▸ Directives:
1. In the passage on project teams, why does introducing the PCD/EPSS designer's role worsen the situation in technology development projects? Answer in one to three sentences.
2. Report how many lines of the records contain the string "mark".

▸ Quoted text:
+ + + + +

Read my additional thoughts on the subject, March 2002


"Before we start, can you remind me why we’re here and what you expect me to do?"

-- question from a participant at a system development project team meeting

Over the past few years, I have been growing increasingly uncomfortable with the way many project teams are constructed. At first, I thought it had to do with the challenge of introducing performance-centered design or performance support (hereafter referred to as PCD/EPSS) into software development projects. However, I have begun to recognize that the challenges stretch further back than that, and are more generic.

In many companies, the traditional concept of ‘vertical’ departments has been under pressure due to the dramatic increase in cross-functional working and process reorganization. The traditional concept of ‘roles’ on a project team is under pressure for similar reasons. Boundary friction between different professional disciplines appears to be increasing, or at least becoming more visible (Cowley-Durst, 1997). In technology development projects, this situation appears to be exacerbated by the introduction of the PCD/EPSS designer's role, because it crosses so many boundaries.

+ + + + +

▸ Provided entries:
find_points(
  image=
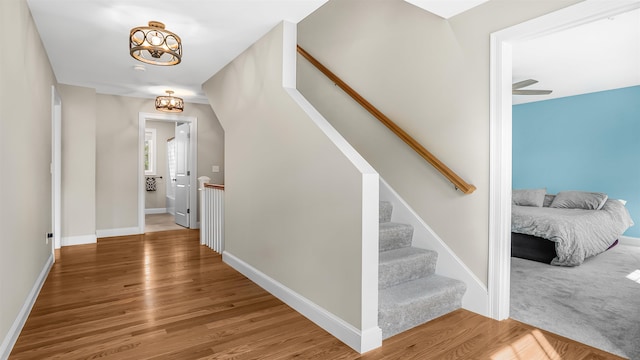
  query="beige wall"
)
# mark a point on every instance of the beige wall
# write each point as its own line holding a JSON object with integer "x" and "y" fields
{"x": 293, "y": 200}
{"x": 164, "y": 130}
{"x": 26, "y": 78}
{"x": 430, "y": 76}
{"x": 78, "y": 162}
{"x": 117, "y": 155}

+ + + + +

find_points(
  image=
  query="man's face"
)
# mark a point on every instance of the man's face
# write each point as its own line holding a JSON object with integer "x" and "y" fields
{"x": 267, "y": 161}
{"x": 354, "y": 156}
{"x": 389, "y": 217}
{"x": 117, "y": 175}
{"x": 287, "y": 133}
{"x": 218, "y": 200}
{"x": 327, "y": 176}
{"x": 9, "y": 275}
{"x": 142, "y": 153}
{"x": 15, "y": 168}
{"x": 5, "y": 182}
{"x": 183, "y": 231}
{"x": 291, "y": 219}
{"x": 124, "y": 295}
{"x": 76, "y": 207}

+ + + + +

▸ Correct answers:
1. The role crosses so many boundaries. That makes the growing friction between professional disciplines on those projects even worse.

2. 2